Mon, 09 Sept 2019
A DECORATED Vietnam veteran from Newbury succumbed to illness he contracted as a result of the war in the 1960s and 1970s.
Glen Taylor received many medals and commendations during his service.
But one of his tasks had been to spray the defoliant Agent Orange from his aircraft – and that left him with a deadly legacy.
Mr Taylor died, aged 73, from multiple myeloma, a type of bone marrow cancer, on October 16 last year, following a 12-year battle.
His proud family told an inquest in Reading Town Hall on Friday how, while stationed at USAF base at Greenham Common, he met a young, local woman named Marian, who was to become his wife of 33 years.
He became a father to her children from a previous marriage, Gary and Denise Anderson and Debbie Deakin.
After the hearing, Ms Anderson said: “Mum was working for the MoD in the dining hall at Greenham, running the civilian personnel there, and Glen was in charge of the military personnel.
“Both felt that they had found their soulmate and Marian travelled with Glen to his postings, including Colorado, where they married in 1986.”
In 2009, they moved back to the UK, but by now Mr Taylor was suffering from the illness that would eventually claim his life.
The children, now grown up, had kept their home in Rowan Drive, Newbury, for them and they moved back in 2015, after Mr Taylor retired from his USAF role at RAF Croughton in Northamptonshire, having attained the rank of Senior Master Sergeant (SMSgt).
By now, Mr Taylor was ailing, despite stem cell transplants and other treatment.
His family told the inquest that he never complained and would drive himself to hospital for gruelling chemotherapy treatment.

• STORED DATA:

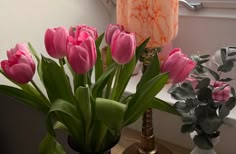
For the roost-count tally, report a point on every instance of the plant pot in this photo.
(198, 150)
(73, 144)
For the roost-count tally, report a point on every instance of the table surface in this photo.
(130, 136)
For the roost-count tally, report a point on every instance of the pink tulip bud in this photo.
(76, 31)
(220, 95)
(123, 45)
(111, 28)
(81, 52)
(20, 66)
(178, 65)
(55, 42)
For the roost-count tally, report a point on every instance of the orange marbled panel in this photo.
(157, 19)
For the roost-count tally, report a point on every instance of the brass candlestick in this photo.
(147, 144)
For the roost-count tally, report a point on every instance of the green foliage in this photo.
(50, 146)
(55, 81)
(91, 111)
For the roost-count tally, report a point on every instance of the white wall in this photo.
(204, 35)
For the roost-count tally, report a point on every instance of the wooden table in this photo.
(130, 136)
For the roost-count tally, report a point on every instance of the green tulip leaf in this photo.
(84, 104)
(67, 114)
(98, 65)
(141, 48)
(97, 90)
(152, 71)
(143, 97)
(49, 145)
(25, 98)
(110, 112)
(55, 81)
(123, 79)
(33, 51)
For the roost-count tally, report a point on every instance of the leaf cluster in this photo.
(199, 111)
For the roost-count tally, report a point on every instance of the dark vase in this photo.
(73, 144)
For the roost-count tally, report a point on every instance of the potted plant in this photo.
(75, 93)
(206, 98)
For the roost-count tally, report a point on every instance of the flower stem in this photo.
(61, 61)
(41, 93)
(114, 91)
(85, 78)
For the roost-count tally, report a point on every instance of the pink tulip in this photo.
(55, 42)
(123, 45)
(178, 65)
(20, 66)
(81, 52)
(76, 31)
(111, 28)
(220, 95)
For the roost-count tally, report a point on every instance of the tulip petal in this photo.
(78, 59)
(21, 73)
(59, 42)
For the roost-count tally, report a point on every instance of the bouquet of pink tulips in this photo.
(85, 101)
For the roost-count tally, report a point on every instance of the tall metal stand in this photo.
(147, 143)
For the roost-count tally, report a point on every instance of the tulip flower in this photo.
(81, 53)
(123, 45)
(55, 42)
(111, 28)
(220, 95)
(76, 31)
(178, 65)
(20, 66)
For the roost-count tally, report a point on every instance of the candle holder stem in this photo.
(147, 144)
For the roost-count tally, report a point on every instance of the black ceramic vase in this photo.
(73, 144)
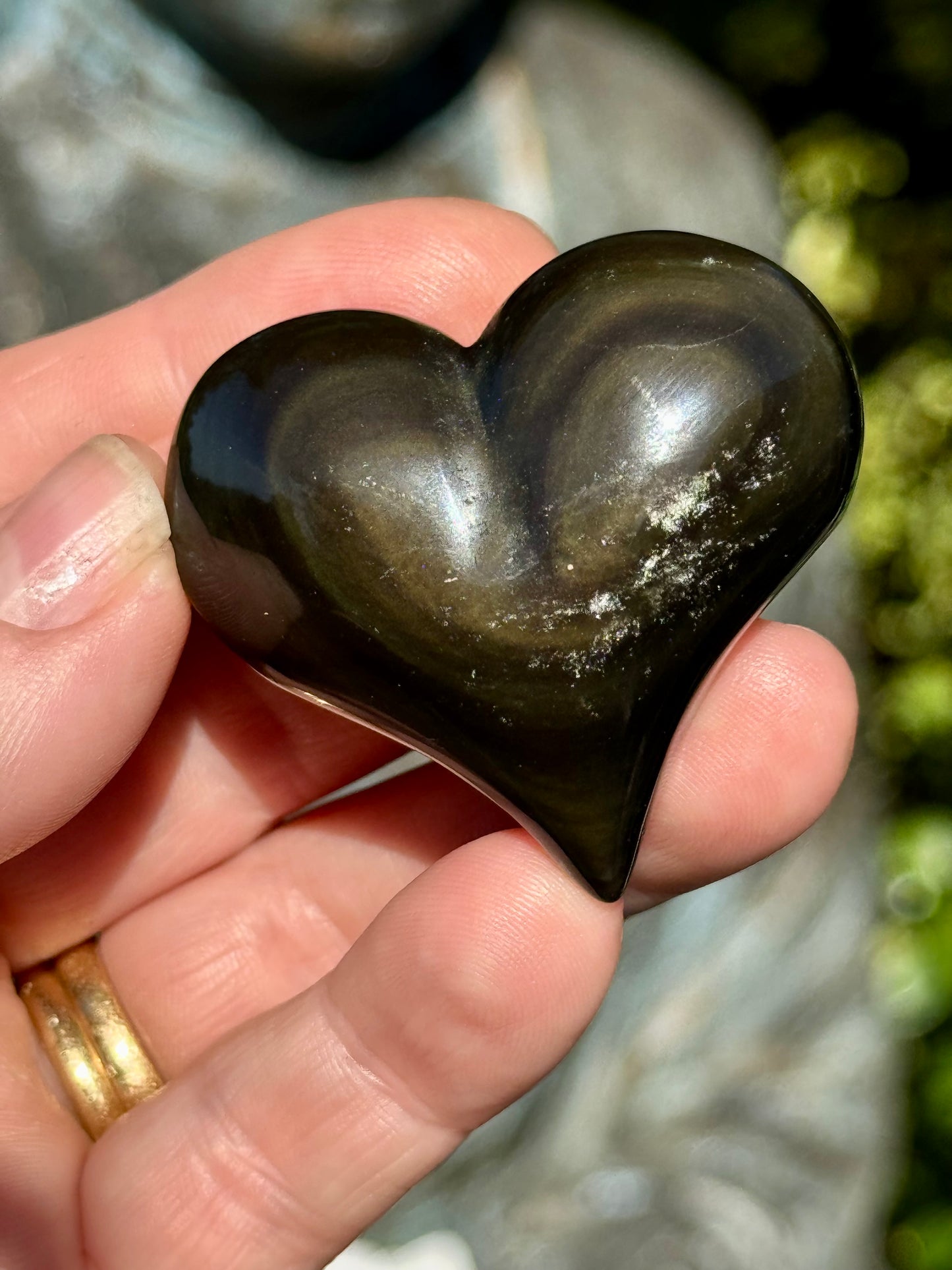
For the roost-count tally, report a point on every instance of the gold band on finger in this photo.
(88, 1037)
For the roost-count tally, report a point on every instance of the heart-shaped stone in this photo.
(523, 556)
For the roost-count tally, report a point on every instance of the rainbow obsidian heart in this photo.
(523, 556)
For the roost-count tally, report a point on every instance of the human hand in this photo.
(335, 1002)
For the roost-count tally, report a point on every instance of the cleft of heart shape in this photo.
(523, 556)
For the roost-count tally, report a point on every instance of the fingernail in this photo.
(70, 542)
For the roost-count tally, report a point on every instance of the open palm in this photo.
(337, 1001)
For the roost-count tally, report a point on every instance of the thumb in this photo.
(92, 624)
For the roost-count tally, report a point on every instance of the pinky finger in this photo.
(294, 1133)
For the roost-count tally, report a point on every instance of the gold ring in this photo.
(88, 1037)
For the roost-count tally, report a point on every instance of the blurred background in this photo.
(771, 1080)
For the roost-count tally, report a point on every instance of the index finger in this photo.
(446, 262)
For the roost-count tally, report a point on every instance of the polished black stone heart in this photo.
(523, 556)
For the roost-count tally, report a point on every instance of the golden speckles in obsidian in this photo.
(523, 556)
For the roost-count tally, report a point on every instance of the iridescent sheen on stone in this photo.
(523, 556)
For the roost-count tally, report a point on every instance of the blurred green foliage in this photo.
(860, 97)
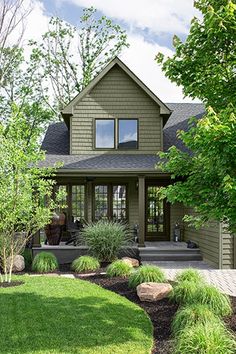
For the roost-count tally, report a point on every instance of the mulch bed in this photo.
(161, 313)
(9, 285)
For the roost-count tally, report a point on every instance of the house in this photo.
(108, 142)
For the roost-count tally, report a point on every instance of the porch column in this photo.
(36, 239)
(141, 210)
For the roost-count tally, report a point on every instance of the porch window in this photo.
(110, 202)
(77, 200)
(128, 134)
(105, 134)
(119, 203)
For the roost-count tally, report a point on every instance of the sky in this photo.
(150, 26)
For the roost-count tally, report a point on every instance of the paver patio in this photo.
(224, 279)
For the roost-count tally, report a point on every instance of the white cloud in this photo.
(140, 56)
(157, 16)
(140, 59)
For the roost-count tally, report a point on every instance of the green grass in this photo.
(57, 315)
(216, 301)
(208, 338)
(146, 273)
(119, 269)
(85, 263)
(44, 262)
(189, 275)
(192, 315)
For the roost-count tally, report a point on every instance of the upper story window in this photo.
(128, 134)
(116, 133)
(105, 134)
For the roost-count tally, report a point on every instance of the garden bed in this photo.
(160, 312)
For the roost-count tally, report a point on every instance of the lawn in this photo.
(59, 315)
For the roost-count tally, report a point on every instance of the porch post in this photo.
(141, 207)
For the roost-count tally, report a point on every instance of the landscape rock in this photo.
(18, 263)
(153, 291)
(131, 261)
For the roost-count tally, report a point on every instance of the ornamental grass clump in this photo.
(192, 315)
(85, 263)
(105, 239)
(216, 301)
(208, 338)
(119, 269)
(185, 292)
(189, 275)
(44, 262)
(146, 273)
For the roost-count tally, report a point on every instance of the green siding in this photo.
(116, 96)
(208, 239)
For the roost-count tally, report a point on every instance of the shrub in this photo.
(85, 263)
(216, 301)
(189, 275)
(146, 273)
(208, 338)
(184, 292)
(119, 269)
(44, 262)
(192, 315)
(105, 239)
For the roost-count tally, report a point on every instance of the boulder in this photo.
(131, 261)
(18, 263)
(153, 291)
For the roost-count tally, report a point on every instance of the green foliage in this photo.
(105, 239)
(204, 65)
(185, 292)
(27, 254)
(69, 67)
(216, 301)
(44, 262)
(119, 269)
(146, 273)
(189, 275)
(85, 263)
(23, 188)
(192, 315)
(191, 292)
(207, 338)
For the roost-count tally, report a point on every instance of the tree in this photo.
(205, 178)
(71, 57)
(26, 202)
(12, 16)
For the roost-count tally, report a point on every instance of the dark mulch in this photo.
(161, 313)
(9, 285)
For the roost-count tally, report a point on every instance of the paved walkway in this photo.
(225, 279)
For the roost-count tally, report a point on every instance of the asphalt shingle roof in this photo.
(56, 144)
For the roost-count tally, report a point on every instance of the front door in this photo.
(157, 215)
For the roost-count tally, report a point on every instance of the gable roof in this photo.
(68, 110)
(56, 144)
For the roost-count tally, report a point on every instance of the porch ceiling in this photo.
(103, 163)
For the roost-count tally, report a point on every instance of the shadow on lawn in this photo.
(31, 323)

• REQUIRED WORK:
A) In the news article about the Vietnam veteran, what illness caused Glen Taylor's death?
B) Retype the part of the news article about the Vietnam veteran starting with "In 2009, they" and going on through "and other treatment.".

• EXPECTED RESULTS:
A) Multiple myeloma, a type of bone marrow cancer.

B)
In 2009, they moved back to the UK, but by now Mr Taylor was suffering from the illness that would eventually claim his life.
The children, now grown up, had kept their home in Rowan Drive, Newbury, for them and they moved back in 2015, after Mr Taylor retired from his USAF role at RAF Croughton in Northamptonshire, having attained the rank of Senior Master Sergeant (SMSgt).
By now, Mr Taylor was ailing, despite stem cell transplants and other treatment.